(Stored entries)
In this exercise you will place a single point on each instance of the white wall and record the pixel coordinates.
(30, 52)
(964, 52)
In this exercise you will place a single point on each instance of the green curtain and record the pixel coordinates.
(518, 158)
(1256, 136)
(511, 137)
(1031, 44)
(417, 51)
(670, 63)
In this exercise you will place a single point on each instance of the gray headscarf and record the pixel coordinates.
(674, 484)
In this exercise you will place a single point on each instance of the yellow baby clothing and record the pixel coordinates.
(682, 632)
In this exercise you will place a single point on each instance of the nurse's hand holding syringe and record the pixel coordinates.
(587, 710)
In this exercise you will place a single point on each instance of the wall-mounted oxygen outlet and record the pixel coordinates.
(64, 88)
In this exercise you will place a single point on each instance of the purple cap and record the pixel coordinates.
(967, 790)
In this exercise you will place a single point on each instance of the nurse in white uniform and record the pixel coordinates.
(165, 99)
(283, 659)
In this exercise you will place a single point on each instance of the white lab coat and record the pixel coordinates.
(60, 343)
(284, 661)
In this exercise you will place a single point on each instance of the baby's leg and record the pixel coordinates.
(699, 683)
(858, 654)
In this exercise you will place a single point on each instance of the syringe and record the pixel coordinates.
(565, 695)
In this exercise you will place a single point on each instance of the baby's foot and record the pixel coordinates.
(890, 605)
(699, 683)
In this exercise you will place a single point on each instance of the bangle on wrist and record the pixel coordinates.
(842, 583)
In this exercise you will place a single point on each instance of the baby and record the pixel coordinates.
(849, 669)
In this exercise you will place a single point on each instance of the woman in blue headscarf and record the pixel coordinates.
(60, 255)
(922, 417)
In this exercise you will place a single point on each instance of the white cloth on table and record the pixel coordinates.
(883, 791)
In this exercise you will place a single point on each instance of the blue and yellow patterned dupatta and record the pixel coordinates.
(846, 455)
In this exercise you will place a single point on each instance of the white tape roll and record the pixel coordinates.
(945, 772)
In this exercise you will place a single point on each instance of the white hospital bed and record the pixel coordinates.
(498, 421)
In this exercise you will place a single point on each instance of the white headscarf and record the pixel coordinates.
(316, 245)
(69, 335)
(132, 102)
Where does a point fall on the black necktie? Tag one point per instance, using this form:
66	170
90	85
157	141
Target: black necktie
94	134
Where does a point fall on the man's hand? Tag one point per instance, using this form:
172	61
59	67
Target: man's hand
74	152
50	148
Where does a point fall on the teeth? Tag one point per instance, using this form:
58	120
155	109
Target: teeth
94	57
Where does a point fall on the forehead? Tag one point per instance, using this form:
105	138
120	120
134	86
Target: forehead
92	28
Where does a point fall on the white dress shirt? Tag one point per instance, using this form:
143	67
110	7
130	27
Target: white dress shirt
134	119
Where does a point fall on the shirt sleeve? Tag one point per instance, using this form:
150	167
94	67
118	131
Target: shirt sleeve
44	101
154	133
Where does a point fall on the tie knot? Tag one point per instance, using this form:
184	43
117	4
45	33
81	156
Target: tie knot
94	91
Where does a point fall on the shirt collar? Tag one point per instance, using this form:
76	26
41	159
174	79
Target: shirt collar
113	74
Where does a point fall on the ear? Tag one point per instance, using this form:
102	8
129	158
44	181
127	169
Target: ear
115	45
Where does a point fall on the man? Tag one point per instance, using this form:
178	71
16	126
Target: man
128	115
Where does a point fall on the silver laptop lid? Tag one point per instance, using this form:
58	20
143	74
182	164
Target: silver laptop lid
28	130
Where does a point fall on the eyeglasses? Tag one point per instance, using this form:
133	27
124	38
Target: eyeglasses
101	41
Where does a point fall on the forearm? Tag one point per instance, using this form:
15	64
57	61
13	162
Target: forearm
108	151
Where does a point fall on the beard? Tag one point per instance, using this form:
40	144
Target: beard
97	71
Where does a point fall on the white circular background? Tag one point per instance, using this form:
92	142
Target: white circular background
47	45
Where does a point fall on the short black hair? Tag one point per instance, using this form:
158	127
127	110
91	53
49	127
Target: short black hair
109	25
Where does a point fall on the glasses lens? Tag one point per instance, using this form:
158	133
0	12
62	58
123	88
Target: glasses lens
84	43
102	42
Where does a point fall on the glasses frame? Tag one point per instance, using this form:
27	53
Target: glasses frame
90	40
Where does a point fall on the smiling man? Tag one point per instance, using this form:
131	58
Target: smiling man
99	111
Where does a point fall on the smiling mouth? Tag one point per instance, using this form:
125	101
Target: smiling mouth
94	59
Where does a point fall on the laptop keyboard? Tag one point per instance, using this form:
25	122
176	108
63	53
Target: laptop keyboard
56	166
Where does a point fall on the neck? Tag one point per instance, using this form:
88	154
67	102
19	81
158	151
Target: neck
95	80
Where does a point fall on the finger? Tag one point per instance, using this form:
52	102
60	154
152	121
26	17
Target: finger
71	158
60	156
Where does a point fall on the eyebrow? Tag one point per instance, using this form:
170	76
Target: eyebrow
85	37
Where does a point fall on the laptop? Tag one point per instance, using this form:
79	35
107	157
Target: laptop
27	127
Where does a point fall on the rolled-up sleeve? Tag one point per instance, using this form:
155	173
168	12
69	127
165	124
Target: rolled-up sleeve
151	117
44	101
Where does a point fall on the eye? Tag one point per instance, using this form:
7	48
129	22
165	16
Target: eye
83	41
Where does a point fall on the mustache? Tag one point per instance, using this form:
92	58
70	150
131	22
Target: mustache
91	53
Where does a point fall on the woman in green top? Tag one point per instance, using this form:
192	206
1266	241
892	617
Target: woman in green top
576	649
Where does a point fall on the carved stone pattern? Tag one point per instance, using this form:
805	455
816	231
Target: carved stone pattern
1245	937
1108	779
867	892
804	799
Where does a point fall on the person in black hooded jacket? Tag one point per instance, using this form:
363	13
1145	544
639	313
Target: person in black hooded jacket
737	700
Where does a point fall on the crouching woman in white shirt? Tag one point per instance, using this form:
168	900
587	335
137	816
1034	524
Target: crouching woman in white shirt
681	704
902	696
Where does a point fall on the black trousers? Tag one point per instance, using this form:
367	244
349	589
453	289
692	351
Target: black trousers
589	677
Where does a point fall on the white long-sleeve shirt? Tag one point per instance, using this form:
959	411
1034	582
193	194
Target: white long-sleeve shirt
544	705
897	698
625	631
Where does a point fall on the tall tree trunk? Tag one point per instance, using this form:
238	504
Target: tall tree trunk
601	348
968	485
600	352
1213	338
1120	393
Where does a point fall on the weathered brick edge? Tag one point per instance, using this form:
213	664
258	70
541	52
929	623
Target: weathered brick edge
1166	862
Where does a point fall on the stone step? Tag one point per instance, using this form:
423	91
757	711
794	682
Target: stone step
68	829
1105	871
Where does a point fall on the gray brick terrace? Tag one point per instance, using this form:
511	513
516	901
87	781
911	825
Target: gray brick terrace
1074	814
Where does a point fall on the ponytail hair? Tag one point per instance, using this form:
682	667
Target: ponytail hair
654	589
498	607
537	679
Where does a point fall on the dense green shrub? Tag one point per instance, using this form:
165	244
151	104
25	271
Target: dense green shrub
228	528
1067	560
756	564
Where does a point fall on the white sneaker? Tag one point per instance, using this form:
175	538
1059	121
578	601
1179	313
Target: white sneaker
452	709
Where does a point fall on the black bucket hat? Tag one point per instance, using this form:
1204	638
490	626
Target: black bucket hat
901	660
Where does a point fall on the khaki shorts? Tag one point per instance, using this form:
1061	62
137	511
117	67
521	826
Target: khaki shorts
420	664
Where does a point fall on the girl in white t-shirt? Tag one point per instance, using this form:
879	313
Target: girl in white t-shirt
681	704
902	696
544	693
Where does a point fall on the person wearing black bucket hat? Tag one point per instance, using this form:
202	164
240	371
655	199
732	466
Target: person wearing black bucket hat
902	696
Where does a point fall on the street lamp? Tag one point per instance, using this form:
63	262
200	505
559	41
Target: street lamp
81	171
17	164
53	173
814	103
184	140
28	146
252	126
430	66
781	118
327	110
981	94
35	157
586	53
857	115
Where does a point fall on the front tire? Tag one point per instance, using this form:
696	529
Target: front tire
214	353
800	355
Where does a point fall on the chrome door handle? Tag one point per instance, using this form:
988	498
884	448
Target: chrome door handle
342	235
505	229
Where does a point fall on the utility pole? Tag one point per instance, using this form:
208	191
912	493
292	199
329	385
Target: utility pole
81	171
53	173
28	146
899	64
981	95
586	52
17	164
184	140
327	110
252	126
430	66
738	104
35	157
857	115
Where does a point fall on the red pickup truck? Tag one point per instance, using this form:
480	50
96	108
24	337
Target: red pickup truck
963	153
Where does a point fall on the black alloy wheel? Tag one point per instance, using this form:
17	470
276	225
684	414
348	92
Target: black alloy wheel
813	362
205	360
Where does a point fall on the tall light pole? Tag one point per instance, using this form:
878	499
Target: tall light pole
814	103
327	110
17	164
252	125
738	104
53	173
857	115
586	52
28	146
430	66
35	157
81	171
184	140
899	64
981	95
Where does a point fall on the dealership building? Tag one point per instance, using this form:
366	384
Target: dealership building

### Problem
Look for the word "building". Copy out every line of the data that has it.

### Answer
Where does a point fall on the dealership building? Tag one point per instance, using this form:
Target: dealership building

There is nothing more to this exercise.